_What is required:_ Copy out the Windows Registry excerpt below word for word, from start to finish.

_Page excerpt:_

Start

Table of Contents

1. Introduction

Curiosity often leads to some of the most interesting projects. After reading about PEP 514 in the Astral UV documentation, I discovered that Python installations on Windows are registered in the Windows Registry. Intrigued, I tried the sample code from PEP 514, only to find it lacking. This post documents my journey to build a more robust, flexible Python script for reading Windows Registry values. I hope this will be useful to others.

Windows RegEdit Application showing Python user entries

2. Background: What is the Windows Registry?

The Windows Registry is a hierarchical database that stores configuration settings and options for the operating system and installed applications in the form of Name:Value pairs. For Python developers, it’s especially relevant because Python installations are registered here (as per PEP 514), making it possible to discover and manage multiple Python versions programmatically.

Structure of the Windows Registry

The Windows Registry is similar to a file system. The top-level nodes (hives) are known as root-keys, and each top-level root-key contains subkeys (like folders) and values (like files). The Windows Registry is not case-sensitive.

  graph TD
    A[HKEY_CLASSES_ROOT]
    B[HKEY_CURRENT_USER]
    C[HKEY_LOCAL_MACHINE]
    D[HKEY_USERS]
    E[HKEY_CURRENT_CONFIG]
    F[Subkeys & Values]

    A --> F
    B --> F
    C --> F
    D --> F
    E --> F
Root Key Purpose
HKEY_CLASSES_ROOT Stores information about registered applications, file associations, and COM objects.

End

_Raw records:_

Start

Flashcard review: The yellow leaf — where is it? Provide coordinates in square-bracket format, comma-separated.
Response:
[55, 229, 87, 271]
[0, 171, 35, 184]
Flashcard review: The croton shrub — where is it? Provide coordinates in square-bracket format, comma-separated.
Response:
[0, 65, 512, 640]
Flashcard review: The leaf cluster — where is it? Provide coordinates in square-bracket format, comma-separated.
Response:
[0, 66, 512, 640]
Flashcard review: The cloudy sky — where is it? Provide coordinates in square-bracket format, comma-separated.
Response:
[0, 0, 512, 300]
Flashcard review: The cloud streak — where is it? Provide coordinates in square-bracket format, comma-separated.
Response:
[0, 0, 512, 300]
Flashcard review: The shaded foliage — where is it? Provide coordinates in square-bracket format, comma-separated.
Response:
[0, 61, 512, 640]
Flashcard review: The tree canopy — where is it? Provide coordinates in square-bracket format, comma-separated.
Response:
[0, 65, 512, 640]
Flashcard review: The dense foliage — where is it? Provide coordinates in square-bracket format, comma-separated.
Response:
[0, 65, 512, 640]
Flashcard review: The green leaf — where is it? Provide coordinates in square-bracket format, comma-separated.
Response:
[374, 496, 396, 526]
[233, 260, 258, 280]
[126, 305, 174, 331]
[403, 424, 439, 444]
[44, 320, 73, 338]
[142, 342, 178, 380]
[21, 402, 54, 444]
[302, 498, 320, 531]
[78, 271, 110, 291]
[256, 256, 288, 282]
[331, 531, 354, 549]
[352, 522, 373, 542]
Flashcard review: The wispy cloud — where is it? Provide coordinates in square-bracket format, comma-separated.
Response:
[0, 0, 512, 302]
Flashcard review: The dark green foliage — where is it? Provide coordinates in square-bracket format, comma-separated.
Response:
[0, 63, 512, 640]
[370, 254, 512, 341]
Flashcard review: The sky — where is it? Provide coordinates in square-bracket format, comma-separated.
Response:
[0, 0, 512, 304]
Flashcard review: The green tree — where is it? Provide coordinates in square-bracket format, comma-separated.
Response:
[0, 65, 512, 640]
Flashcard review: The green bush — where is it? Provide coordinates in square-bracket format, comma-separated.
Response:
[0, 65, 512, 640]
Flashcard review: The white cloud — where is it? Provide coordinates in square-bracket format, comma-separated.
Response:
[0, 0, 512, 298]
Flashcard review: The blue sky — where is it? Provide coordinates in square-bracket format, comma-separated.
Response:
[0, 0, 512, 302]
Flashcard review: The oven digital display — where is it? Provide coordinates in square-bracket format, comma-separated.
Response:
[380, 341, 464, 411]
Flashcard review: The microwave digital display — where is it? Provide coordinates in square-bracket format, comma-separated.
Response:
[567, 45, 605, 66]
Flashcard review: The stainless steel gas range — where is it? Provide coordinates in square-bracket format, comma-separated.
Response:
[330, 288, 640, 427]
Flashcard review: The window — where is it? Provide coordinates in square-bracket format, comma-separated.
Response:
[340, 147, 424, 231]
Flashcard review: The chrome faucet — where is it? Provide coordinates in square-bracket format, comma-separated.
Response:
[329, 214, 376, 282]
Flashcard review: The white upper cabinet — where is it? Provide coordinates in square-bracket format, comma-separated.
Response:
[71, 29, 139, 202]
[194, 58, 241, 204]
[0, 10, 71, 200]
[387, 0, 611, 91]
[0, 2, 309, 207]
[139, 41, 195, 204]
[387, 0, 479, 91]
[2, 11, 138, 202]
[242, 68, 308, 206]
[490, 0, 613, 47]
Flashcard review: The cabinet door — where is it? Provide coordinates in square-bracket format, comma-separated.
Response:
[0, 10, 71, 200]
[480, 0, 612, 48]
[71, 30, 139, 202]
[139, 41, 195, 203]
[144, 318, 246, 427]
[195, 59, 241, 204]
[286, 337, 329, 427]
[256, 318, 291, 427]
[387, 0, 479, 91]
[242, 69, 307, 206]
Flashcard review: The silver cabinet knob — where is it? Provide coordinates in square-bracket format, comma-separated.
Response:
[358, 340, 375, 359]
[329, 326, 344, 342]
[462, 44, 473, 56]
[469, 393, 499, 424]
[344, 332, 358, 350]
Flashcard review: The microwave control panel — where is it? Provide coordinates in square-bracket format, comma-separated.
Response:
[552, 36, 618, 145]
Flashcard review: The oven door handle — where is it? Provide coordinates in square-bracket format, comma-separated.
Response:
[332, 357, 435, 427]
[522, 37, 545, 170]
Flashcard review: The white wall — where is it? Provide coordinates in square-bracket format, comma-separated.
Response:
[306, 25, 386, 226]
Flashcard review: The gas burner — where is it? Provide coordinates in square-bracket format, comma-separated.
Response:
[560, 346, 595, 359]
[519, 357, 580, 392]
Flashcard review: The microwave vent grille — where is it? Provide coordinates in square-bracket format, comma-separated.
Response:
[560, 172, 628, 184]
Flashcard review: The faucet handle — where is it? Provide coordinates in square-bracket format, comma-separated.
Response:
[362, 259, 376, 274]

End

_Written response:_
Table of Contents

1. Introduction

Curiosity often leads to some of the most interesting projects. After reading about PEP 514 in the Astral UV documentation, I discovered that Python installations on Windows are registered in the Windows Registry. Intrigued, I tried the sample code from PEP 514, only to find it lacking. This post documents my journey to build a more robust, flexible Python script for reading Windows Registry values. I hope this will be useful to others.

Windows RegEdit Application showing Python user entries

2. Background: What is the Windows Registry?

The Windows Registry is a hierarchical database that stores configuration settings and options for the operating system and installed applications in the form of Name:Value pairs. For Python developers, it’s especially relevant because Python installations are registered here (as per PEP 514), making it possible to discover and manage multiple Python versions programmatically.

Structure of the Windows Registry

The Windows Registry is similar to a file system. The top-level nodes (hives) are known as root-keys, and each top-level root-key contains subkeys (like folders) and values (like files). The Windows Registry is not case-sensitive.

  graph TD
    A[HKEY_CLASSES_ROOT]
    B[HKEY_CURRENT_USER]
    C[HKEY_LOCAL_MACHINE]
    D[HKEY_USERS]
    E[HKEY_CURRENT_CONFIG]
    F[Subkeys & Values]

    A --> F
    B --> F
    C --> F
    D --> F
    E --> F
Root Key Purpose
HKEY_CLASSES_ROOT Stores information about registered applications, file associations, and COM objects.